◆ **Assigned task**
Lines before the one containing "Your job is to locate each green grass" are left out; copy that line and every later line through the end of the data exactly.

Collected data
----------

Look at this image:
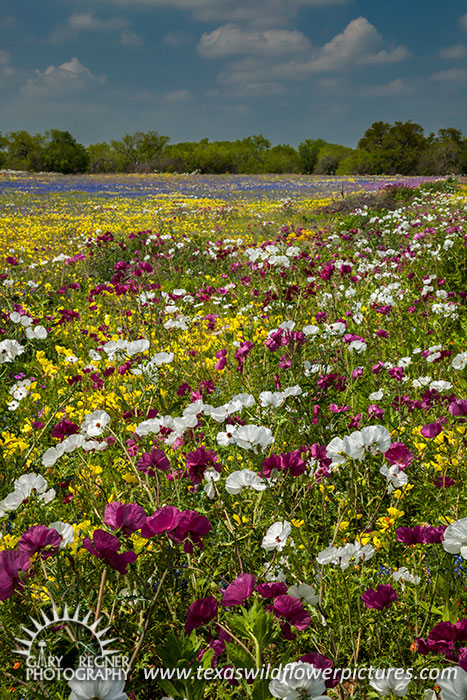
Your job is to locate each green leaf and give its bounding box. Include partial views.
[252,678,274,700]
[225,641,255,670]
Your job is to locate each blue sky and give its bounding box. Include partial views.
[0,0,466,147]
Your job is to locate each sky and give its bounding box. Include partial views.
[0,0,466,147]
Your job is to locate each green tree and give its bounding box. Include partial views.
[0,132,8,168]
[43,130,89,173]
[263,144,301,173]
[417,128,466,175]
[358,121,391,153]
[6,130,45,171]
[298,139,327,173]
[110,131,170,172]
[336,150,380,175]
[87,142,122,173]
[314,145,354,175]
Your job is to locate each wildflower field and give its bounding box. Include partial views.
[1,173,467,700]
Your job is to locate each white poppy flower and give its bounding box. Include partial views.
[283,385,302,398]
[68,671,127,700]
[343,432,366,460]
[269,662,327,700]
[25,325,47,340]
[369,389,384,401]
[230,393,256,408]
[42,445,64,468]
[452,353,467,370]
[152,351,174,365]
[443,518,467,559]
[302,325,319,336]
[203,468,221,500]
[225,469,266,495]
[61,434,85,453]
[260,391,285,408]
[126,339,150,356]
[380,465,408,492]
[325,436,347,466]
[262,521,291,552]
[369,668,412,697]
[392,567,420,585]
[0,339,25,364]
[348,340,367,353]
[288,583,319,606]
[135,419,161,437]
[232,424,274,452]
[80,410,111,437]
[360,425,391,454]
[326,322,346,336]
[49,521,75,547]
[208,405,231,423]
[429,380,452,392]
[437,667,467,700]
[316,546,338,566]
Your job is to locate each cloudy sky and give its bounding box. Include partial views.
[1,0,466,146]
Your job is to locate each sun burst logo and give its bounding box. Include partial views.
[14,605,127,682]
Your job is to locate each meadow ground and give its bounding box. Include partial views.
[0,173,466,700]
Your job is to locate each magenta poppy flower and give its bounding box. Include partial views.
[299,652,339,688]
[280,451,306,477]
[417,621,463,655]
[273,594,311,630]
[361,584,398,610]
[449,399,467,416]
[0,550,30,600]
[384,442,414,469]
[215,349,228,371]
[433,475,454,488]
[51,419,80,439]
[396,526,426,545]
[104,502,147,535]
[423,525,446,543]
[420,422,443,438]
[186,446,221,485]
[141,506,181,538]
[18,525,61,559]
[169,510,211,553]
[222,574,256,608]
[83,529,137,575]
[256,582,288,599]
[137,448,171,476]
[262,450,306,478]
[185,596,218,634]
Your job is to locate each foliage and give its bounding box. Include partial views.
[0,175,466,700]
[43,130,90,174]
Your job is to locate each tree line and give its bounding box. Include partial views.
[1,121,467,176]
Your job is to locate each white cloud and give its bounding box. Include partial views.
[164,89,192,102]
[299,17,409,73]
[430,67,467,83]
[215,18,409,94]
[86,0,349,27]
[460,13,467,30]
[19,57,106,99]
[440,43,467,59]
[0,49,15,78]
[361,78,407,97]
[198,24,311,57]
[49,12,129,42]
[120,30,143,48]
[163,30,194,47]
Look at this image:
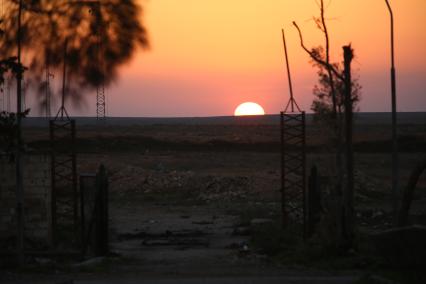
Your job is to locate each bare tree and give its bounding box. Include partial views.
[293,0,359,249]
[0,0,149,107]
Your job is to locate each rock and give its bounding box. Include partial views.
[250,218,273,226]
[372,225,426,268]
[55,280,74,284]
[73,257,106,268]
[192,220,214,225]
[34,257,53,265]
[372,210,384,218]
[232,226,250,236]
[239,243,250,255]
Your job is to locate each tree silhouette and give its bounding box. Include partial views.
[0,0,149,106]
[293,0,359,250]
[309,46,361,123]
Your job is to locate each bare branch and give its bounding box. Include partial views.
[292,21,344,81]
[320,0,338,115]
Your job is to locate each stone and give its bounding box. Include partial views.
[73,257,106,268]
[372,225,426,268]
[250,218,273,226]
[232,226,250,236]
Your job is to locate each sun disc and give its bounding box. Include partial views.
[234,102,265,116]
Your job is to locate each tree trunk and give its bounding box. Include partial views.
[397,158,426,227]
[343,45,354,248]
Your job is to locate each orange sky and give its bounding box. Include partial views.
[75,0,426,117]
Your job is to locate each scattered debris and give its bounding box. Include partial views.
[232,226,250,236]
[142,238,209,248]
[192,220,214,225]
[372,225,426,268]
[250,218,273,226]
[72,257,106,268]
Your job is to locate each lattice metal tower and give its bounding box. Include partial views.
[69,1,106,120]
[50,40,79,248]
[280,29,306,231]
[92,2,106,121]
[96,80,106,121]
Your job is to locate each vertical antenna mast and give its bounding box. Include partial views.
[279,28,306,234]
[282,28,300,113]
[15,0,25,266]
[385,0,399,222]
[55,39,70,120]
[93,2,106,121]
[45,56,53,118]
[0,0,4,111]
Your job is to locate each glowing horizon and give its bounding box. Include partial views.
[22,0,426,117]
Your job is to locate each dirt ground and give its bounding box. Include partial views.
[2,116,426,282]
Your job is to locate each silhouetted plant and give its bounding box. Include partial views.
[309,46,361,123]
[293,0,359,251]
[0,0,149,106]
[0,109,30,156]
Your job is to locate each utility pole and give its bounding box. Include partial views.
[343,45,354,246]
[93,2,106,122]
[385,0,399,222]
[282,29,296,113]
[15,0,24,265]
[45,61,53,118]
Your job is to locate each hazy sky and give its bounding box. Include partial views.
[39,0,426,117]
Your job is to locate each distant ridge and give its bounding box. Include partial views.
[23,112,426,127]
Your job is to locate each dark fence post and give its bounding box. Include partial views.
[95,164,108,256]
[307,166,322,238]
[80,164,109,257]
[343,45,355,247]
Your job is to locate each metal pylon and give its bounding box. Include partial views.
[49,117,78,247]
[280,111,306,227]
[93,2,106,121]
[49,40,79,248]
[45,62,53,118]
[280,29,307,232]
[96,84,105,120]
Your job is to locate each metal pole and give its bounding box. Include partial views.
[15,0,24,265]
[282,29,295,112]
[60,39,68,119]
[280,111,287,228]
[343,45,354,245]
[385,0,399,222]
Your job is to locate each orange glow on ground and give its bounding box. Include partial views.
[234,102,265,116]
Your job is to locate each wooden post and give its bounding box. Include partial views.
[15,0,24,265]
[307,166,321,238]
[95,165,109,256]
[385,0,399,223]
[397,158,426,227]
[343,45,354,246]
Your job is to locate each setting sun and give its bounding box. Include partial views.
[234,102,265,116]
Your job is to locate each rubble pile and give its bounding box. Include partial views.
[109,166,265,201]
[354,170,388,201]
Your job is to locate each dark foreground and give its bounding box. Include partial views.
[2,114,426,283]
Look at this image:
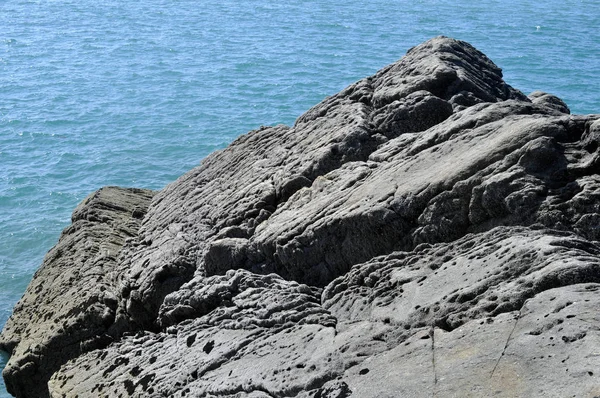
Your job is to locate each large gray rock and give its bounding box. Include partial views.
[340,283,600,398]
[116,36,528,330]
[249,105,597,286]
[2,36,600,397]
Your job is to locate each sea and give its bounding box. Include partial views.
[1,0,599,394]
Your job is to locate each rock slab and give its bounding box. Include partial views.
[1,36,600,398]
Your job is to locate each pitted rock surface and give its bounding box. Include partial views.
[322,226,600,330]
[2,36,600,397]
[49,270,388,397]
[0,187,155,398]
[116,36,528,329]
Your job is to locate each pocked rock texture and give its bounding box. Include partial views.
[1,36,600,398]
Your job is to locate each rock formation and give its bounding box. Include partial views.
[1,36,600,397]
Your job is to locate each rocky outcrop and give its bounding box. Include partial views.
[2,36,600,397]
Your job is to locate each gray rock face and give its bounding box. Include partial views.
[117,36,528,330]
[2,36,600,397]
[0,187,155,397]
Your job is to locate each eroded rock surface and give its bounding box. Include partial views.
[2,36,600,397]
[0,187,155,397]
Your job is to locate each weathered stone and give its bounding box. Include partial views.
[116,36,528,330]
[2,36,600,398]
[251,106,598,286]
[339,284,600,397]
[0,187,155,398]
[48,270,387,397]
[529,90,571,114]
[322,226,600,330]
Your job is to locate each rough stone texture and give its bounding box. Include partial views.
[116,36,528,330]
[0,187,155,398]
[249,105,599,286]
[2,36,600,397]
[341,283,600,398]
[322,226,600,330]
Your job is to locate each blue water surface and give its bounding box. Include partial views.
[1,0,599,395]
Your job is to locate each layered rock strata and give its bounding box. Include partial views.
[0,187,155,397]
[1,36,600,397]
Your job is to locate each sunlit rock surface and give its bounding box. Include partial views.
[2,36,600,398]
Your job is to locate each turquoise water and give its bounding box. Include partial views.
[1,0,599,394]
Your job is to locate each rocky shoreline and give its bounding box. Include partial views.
[2,36,600,397]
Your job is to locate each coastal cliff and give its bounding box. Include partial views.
[2,36,600,397]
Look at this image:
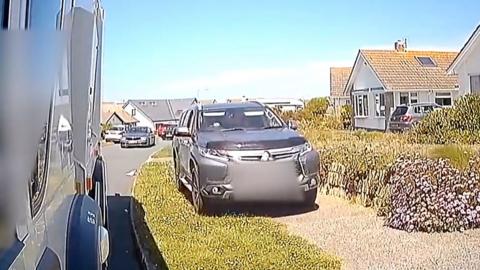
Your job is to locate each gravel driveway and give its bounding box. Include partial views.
[274,195,480,270]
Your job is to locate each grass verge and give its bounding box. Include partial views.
[151,145,173,159]
[133,161,341,270]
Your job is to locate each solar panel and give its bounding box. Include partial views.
[416,56,436,67]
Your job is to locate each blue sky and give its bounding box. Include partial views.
[102,0,480,102]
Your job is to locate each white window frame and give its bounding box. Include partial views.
[374,93,385,117]
[399,92,418,105]
[435,92,453,107]
[469,74,480,93]
[354,93,369,117]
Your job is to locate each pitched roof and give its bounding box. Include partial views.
[330,67,352,96]
[358,50,458,91]
[110,110,138,124]
[127,98,197,122]
[448,24,480,74]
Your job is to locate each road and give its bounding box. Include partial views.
[103,140,169,270]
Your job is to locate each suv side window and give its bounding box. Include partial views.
[180,110,192,127]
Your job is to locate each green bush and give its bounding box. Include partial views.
[340,104,352,129]
[410,95,480,144]
[427,145,474,170]
[133,162,341,270]
[299,97,330,121]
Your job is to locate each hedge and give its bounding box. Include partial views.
[133,161,341,270]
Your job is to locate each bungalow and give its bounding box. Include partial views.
[447,24,480,95]
[344,41,458,131]
[330,67,352,110]
[101,102,138,127]
[123,98,197,130]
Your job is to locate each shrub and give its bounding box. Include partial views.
[133,161,341,270]
[427,145,474,171]
[410,95,480,144]
[385,154,480,232]
[340,104,352,129]
[299,97,329,121]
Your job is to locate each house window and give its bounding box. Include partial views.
[400,92,418,105]
[415,56,437,67]
[410,92,418,104]
[375,93,385,117]
[435,92,452,107]
[131,108,136,116]
[354,94,369,117]
[470,75,480,94]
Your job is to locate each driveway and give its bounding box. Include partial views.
[103,139,170,270]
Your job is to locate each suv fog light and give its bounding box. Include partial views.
[212,186,221,195]
[310,178,317,187]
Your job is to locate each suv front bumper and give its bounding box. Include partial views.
[196,149,320,202]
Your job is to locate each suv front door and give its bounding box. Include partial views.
[178,110,194,177]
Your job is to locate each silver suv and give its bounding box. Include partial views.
[172,102,320,214]
[389,103,442,132]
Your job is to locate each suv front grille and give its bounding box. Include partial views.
[234,147,300,162]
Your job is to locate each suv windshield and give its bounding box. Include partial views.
[127,127,149,133]
[199,107,283,131]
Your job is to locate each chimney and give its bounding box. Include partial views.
[394,39,407,52]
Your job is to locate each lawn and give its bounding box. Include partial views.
[133,161,341,270]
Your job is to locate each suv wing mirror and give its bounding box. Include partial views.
[287,120,298,130]
[175,126,191,137]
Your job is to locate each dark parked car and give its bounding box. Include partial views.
[389,102,442,132]
[120,126,156,148]
[172,102,320,214]
[157,123,176,140]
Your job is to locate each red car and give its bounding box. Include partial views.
[157,123,176,140]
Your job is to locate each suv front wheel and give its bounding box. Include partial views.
[191,165,210,215]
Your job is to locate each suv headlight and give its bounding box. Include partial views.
[296,142,312,154]
[198,147,230,161]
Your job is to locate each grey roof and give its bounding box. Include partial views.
[202,102,263,111]
[126,98,197,122]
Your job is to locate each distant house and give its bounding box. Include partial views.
[345,41,458,131]
[123,98,197,130]
[198,99,217,105]
[102,102,138,127]
[252,98,304,112]
[448,24,480,96]
[330,67,352,110]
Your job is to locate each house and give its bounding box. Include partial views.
[252,98,305,112]
[123,98,197,130]
[330,67,352,110]
[447,24,480,95]
[345,40,458,131]
[198,99,217,105]
[101,102,138,127]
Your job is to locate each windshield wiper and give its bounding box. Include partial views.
[221,127,245,132]
[263,126,284,130]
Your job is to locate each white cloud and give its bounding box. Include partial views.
[152,60,352,99]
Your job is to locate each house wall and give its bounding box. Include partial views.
[352,57,386,130]
[107,114,123,126]
[456,38,480,96]
[124,103,154,130]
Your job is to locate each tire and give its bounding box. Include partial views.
[303,187,318,207]
[191,165,210,215]
[173,156,185,192]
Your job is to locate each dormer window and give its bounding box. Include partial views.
[416,56,436,67]
[150,101,157,106]
[139,101,146,106]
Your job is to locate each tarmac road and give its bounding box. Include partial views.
[103,139,170,270]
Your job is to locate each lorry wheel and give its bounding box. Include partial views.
[191,166,210,215]
[303,187,318,208]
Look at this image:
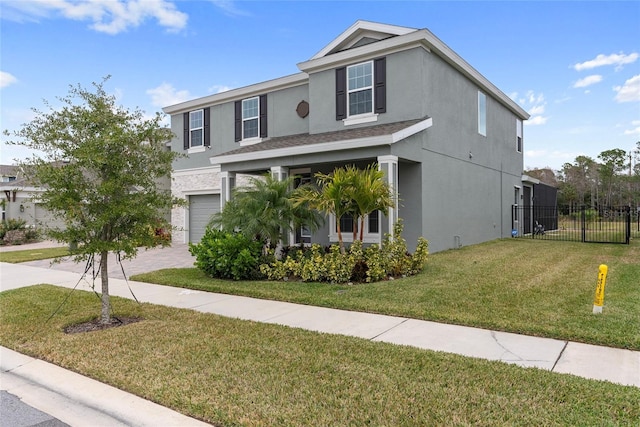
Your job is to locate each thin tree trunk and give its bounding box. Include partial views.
[336,221,345,254]
[100,250,110,324]
[359,217,365,241]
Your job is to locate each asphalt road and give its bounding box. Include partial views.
[1,390,70,427]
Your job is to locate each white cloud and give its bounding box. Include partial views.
[573,74,602,88]
[208,0,249,17]
[146,82,191,107]
[525,115,548,126]
[0,71,18,88]
[574,52,639,71]
[207,84,232,94]
[614,75,640,102]
[1,0,188,34]
[528,105,545,115]
[513,90,548,125]
[623,120,640,136]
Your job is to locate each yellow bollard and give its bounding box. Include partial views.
[592,264,608,314]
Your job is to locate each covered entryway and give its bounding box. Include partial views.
[189,194,220,243]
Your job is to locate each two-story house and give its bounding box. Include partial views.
[163,20,530,253]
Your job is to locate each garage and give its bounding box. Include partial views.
[34,203,66,230]
[189,194,220,243]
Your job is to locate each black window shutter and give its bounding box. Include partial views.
[259,94,268,138]
[203,107,211,147]
[183,112,189,150]
[234,101,242,142]
[335,67,346,120]
[374,57,386,114]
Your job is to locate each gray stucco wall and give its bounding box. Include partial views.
[172,84,310,171]
[168,34,525,254]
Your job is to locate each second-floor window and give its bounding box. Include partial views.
[189,110,203,147]
[478,92,487,136]
[242,97,259,139]
[235,95,267,143]
[183,107,210,150]
[336,57,386,122]
[516,119,523,152]
[348,61,373,116]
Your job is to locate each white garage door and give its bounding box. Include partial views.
[189,194,220,243]
[34,203,66,230]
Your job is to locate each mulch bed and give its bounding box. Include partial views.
[64,317,143,334]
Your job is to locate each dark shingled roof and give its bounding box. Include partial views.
[214,117,428,158]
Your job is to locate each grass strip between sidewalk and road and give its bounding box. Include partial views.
[132,238,640,351]
[0,247,71,264]
[1,285,638,426]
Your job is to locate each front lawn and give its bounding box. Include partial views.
[132,239,640,350]
[0,247,71,263]
[1,285,637,426]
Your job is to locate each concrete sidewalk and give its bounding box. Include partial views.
[1,259,639,426]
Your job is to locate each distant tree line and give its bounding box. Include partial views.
[525,141,640,210]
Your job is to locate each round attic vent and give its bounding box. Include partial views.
[296,100,309,118]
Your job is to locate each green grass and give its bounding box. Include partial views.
[132,239,640,350]
[0,247,71,263]
[1,285,638,426]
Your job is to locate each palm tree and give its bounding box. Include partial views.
[349,164,395,242]
[292,167,355,252]
[209,173,322,247]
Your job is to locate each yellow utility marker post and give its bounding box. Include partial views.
[592,264,608,314]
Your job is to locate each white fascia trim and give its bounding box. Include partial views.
[300,28,529,121]
[419,28,530,120]
[183,189,221,196]
[311,20,417,60]
[163,73,308,115]
[521,175,540,185]
[392,117,432,143]
[211,135,391,165]
[173,165,221,177]
[211,117,432,166]
[299,31,429,74]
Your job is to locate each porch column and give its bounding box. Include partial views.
[270,166,290,246]
[220,171,236,211]
[270,166,289,182]
[378,155,398,238]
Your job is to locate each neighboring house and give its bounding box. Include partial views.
[0,165,57,226]
[163,20,530,253]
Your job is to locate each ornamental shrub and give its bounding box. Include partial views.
[190,227,265,280]
[259,220,428,284]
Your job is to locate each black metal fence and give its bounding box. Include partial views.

----------

◆ **Solution for this exercise**
Your job is to locate each green grass and give its bounding box. Include partial views.
[132,239,640,350]
[0,247,71,263]
[1,285,638,426]
Your job is to locate each palm tree and give its bounding box. Include partial views.
[349,164,395,242]
[292,167,355,252]
[209,173,322,247]
Your job is to locate each yellow utility marker post and give its bounding box. Include partial views.
[592,264,608,314]
Your job is to locate each white fascia trim and give its bounding box. Include partial views.
[300,28,529,121]
[419,28,530,120]
[183,189,221,196]
[311,20,417,60]
[163,73,308,115]
[521,175,540,185]
[392,117,432,143]
[211,135,391,165]
[173,165,221,177]
[211,117,432,166]
[299,31,429,74]
Your job is to locate each porch column and give its bounding box. Include partial views.
[270,166,290,246]
[220,171,236,211]
[270,166,289,182]
[378,155,398,238]
Your job is to locate each neighboring house and give its bounding box. Include partial views.
[0,165,57,226]
[163,20,530,253]
Your job is to locate each ornamental shrub and give its bounding box. Include partial views.
[190,227,265,280]
[259,220,428,284]
Your job is to locate each black metal fence and give its bounding box. Include partial views.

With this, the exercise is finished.